▶ **TASK INSTRUCTIONS**
Copy out every line of the listing below word for word, changing nothing.

▶ **DATASET ROWS**
◇ ◇ ◇ ◇ ◇
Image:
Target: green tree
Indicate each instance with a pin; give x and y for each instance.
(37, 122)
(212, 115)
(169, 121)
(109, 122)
◇ ◇ ◇ ◇ ◇
▶ **WRITTEN ANSWER**
Image:
Target: green tree
Indicate each instance with a pin; give x and y for each instance.
(37, 122)
(212, 115)
(169, 121)
(109, 122)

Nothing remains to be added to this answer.